▶ **Assignment 1**
Answer these questions using the chicken-care text:
(a) Which food does the text give as an example of one that contains uric acid?
(b) What does the text say can be used in the nest boxes in place of straw?
(c) Which birds does the text say to start with if eliminating some of the flock?
▶ **Assignment 2**
Rewrite the stretch of the chicken-care text from "Start a deep" through "wasn't too confusing.", replacing "pine shavings" with "wood chips".

When birds are overfed food that contains uric acid, such as boiled eggs, it will provide the blood with a high level of uric acid content, which will then cause the uric acid crystals to pool together in the joints and on the bottom of the bird's feet and toes. 

Unsuitable Roosts / Standing & Walking Platforms:
These abscesses are frequently caused by unhealthy "perching" conditions, such as sharp-cornered perches, the standard perches that tend to come with prefab coops of a uniform diameter, or wire floors.

Next, pumpkins are a good supplement in the middle of winter when they lack any good, fresh forage, so I'd let those ferment as well and feed them later on.  Not daily... maybe weekly or bi-weekly if you have the pumpkins.

Bleaching any environment or equipment in the coop is just not something I ever recommend, nor dusting the whole place with powders of any kind – including Diatomaceous earth (DE).  All that does is kill everything... unfortunately it also kills all the beneficial bacteria, yeasts, good microbes and other organisms that keep a healthy balance in their environment.  Doubly unfortunate, the bad guys grow and populate that now empty slate much quicker than the good guys and then they rule once again.  This necessitates repeated bleachings and poisonings and so the cycle goes round and round, where it stops nobody knows.

Diatomaceous earth (DE) just kills all the goodies in the soil.  Not a good thing to do… ever.  

Start a deep litter going in your coop (see the Deep Litter tab at the top of the page)...  I know you said you have pine shavings but deep litter is a little different than just having deep shavings in the coop that you keep raking out.  Leave that poop and work it into the litter and keep building on that.  Contrary to theories that deep litter is a hiding place for mites and lice and will promote their life, it is also a hiding place for those creatures that prey on their larvae.  Yes, even parasites have parasites.  Make a good home for the parasites of the parasites and you won't have a good home for the parasites.  I hope that wasn't too confusing. 

A good deep litter system is a healthy way to help chickens who need good bacteria in their lives, as the deep litter is just a petri dish for the growth of beneficial microorganism. 

So... to recap, good fermented feed to populate their insides with good bacteria and deep litter to grow good bacteria in the coop environment.  These are long term fixes that, when nurtured and developed, will keep your flock from getting these bad things instead of trying to treat for them once they have been gotten. 

For fast relief of the current problems, place NuStock on those nits at the base of the feathers, on the skin of their face and ears, and dust these chickens thoroughly with wood ashes.  Not Diatomaceous earth (DE).  Wood ashes worked lovingly and deeply under the feathers and into the skin.  Then set up a good dusting area of the same.  You can even place the ashes in the nesting box. 

Speaking of the nesting box... get rid of straw.  Hay - yes, straw - no.  Straw has lovely little tubes where bad boys like to hide and live until they can come out at night and bite someone.  You can use hay or pine shavings for the nest boxes and even place a little wood ash in there. 

If the coop is too small for them to get into and out of cold weather, this is something I would change.  I assume CO has weather somewhat similar to where I live and though an open air coop system is nice for the ventilation, birds like to sleep somewhere a little more snug and out of the wind when cold weather blows.  If not, they will be using all the nutrition in their feeds to keep warm instead of for health and growth.  If your coop is too small for all your birds at once, change the situation... either eliminate some of the birds or construct a bigger coop space. 

If eliminating, I'd start with your Buff Orpingtons and the Silkies... eating lots but not producing much.  In these economic times, it just isn't feasible to keep supporting non-producers.

▶ **Data extract**
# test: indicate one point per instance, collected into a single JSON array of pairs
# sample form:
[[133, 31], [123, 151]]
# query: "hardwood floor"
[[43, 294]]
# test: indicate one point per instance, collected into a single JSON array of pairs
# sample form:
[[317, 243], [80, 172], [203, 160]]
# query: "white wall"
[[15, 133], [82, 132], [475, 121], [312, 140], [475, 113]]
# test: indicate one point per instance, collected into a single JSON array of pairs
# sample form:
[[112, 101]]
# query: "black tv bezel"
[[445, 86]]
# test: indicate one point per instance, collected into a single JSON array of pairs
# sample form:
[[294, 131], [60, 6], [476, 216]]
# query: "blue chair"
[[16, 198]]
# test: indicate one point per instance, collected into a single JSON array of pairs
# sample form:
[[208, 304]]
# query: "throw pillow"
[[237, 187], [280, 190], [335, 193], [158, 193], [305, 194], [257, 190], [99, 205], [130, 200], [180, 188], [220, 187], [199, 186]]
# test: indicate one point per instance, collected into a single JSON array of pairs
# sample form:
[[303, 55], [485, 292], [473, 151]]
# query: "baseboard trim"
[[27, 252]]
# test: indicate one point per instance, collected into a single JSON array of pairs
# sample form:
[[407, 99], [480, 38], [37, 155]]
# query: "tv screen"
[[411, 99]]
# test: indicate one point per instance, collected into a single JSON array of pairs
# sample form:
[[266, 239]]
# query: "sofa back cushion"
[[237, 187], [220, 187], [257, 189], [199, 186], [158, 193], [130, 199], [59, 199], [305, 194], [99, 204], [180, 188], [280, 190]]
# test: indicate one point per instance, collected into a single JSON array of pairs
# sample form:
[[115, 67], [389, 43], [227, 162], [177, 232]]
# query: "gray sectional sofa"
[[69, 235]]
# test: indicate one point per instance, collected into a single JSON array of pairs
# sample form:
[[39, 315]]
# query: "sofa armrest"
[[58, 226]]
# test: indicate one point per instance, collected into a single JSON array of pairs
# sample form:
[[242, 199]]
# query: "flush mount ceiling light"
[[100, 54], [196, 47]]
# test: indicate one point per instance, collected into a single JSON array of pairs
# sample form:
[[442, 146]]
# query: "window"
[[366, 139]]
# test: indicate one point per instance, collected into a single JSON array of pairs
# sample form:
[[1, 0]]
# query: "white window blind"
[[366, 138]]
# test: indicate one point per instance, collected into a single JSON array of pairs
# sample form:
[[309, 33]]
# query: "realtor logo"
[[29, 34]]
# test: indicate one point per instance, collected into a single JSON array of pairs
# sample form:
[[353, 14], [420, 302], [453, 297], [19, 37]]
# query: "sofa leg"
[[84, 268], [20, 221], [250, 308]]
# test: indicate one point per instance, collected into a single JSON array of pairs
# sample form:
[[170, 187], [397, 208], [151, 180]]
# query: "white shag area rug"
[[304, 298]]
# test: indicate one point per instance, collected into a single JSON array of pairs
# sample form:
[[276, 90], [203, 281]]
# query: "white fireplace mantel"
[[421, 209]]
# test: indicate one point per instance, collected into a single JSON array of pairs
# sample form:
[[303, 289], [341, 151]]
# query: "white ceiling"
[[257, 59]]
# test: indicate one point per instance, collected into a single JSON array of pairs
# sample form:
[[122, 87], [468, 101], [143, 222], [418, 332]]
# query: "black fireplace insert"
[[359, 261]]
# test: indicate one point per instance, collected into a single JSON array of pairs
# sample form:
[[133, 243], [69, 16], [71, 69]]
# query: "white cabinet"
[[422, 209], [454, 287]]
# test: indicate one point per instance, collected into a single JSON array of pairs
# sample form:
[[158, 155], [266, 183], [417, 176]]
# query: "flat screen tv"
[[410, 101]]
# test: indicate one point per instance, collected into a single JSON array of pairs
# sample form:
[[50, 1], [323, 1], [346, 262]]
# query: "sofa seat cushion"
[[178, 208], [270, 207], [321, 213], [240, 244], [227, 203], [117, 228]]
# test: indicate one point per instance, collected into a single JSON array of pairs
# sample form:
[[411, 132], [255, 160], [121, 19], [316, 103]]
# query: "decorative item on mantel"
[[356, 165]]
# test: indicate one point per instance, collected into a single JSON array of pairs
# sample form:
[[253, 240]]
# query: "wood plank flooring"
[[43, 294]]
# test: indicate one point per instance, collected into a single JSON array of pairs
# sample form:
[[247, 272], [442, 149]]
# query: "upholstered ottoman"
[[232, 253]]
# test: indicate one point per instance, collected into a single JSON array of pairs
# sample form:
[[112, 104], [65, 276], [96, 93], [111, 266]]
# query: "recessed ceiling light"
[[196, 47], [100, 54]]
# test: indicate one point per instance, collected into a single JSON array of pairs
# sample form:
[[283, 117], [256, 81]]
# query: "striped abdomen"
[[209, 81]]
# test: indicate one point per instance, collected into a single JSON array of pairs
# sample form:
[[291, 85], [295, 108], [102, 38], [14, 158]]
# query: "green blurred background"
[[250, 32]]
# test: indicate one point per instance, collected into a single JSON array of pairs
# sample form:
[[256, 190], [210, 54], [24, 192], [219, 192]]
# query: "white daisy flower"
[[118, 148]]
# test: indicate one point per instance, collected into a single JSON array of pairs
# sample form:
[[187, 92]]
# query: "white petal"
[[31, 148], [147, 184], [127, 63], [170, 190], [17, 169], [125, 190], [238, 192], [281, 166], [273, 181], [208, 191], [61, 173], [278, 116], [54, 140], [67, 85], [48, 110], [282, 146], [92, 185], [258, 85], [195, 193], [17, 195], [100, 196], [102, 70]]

▶ **Expected output 1**
(a) Boiled eggs.
(b) Hay or pine shavings.
(c) The Buff Orpingtons and the Silkies.

▶ **Expected output 2**
Start a deep litter going in your coop (see the Deep Litter tab at the top of the page)...  I know you said you have wood chips but deep litter is a little different than just having deep shavings in the coop that you keep raking out.  Leave that poop and work it into the litter and keep building on that.  Contrary to theories that deep litter is a hiding place for mites and lice and will promote their life, it is also a hiding place for those creatures that prey on their larvae.  Yes, even parasites have parasites.  Make a good home for the parasites of the parasites and you won't have a good home for the parasites.  I hope that wasn't too confusing.